--- Instruction 1 ---
Retype the part of the passage on audio transducers that opens with the words containing "There is a need" and closes with "separate components originally.".

In current and future electronic devices, in particular mobile terminals, more and more audio transducers may need to be placed within a device, for example to include and improve hands-free and earpiece audio. Traditionally, as components are required, they are added separately. For example, multi-channel or stereo hands-free product feature may require two large hands-free speaker components to be available in a device. This may be difficult to achieve in a small volume product. Another example may comprise three dimensional (3D) or stereo dipole or virtual sound reproduction for a product to be employed for effective creation of spatial sound for games, user interface (Ul) sound or multi-channel (e.g. 5.1 channel) sound reproduction in a compact mobile device. Furthermore, hands-free and earpiece audio reproduction may require a hands-free speaker and an earpiece receiver component.

Patent US 5,548,657 in the name of Fincham relates to a compound loudspeaker drive unit, which is a dual cone speaker component. Patent US 6,622,817 in the name of Bachmann et al. relates to panel loudspeakers working according to the bending wave principle, wherein two acoustic panels are arranged at a distance in relation to each other by providing elements connecting both acoustic panels and by arranging drivers on the sides of the acoustic panels facing each other.

Patent Application US2003/0048920 A1 in the name of Van Halteren et al. relates to an electro-acoustic transducer with two diaphragms and two coils, which have a common magnetic circuit having a first and a second gap wherein a magnetic field is established. In Van Halteren, the double diaphragm transducer can be operated in two modes, the two diaphragm-coil systems being electrically coupled in phase or out of phase. The transducer of Van Halteren can be operated by deflecting the first and second diaphragms in the same direction or in opposite directions upon providing, simultaneously, the same electrical signal to the first and second coils.

There is a need for improved solutions for including speaker components in electronic devices, in particular in portable or mobile electronic devices. It might be desired to combine separate transducer components into one package, which preferably should occupy less space or volume than said separate components originally.

--- Material for this exercise ---
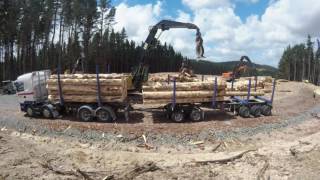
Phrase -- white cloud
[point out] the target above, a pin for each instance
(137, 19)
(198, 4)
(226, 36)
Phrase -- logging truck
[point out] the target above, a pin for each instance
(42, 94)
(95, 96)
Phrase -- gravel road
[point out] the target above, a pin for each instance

...

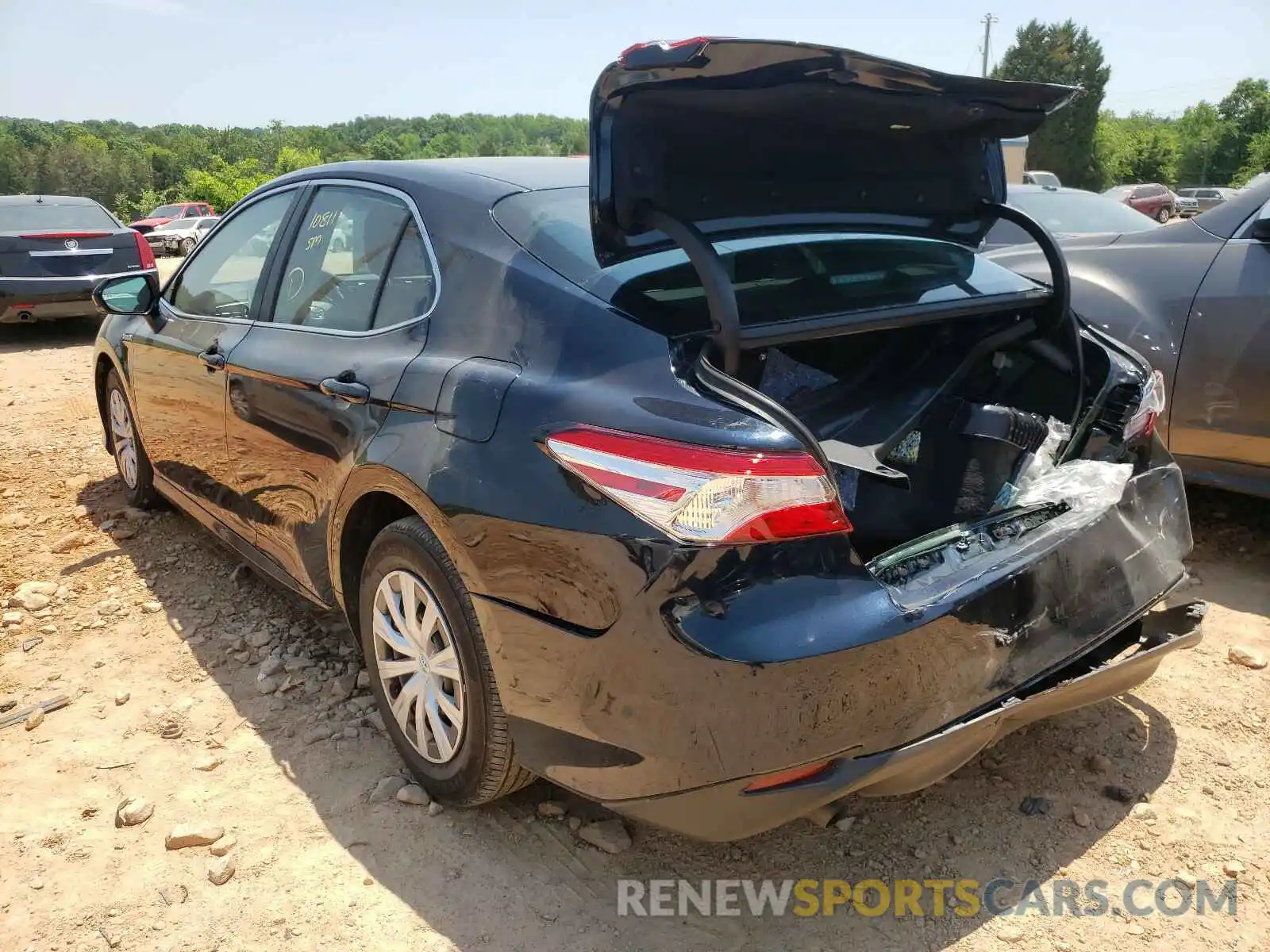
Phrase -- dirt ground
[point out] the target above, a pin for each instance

--- Instruction 2 ---
Collect every line of the entries above that contains the string "Phrase".

--- Written answer 1 ---
There is a need for improved solutions for including speaker components in electronic devices, in particular in portable or mobile electronic devices. It might be desired to combine separate transducer components into one package, which preferably should occupy less space or volume than said separate components originally.

--- Written answer 2 ---
Phrase -- white cloud
Phrase -- logging truck
Phrase -- gravel road
Phrase -- dirt ground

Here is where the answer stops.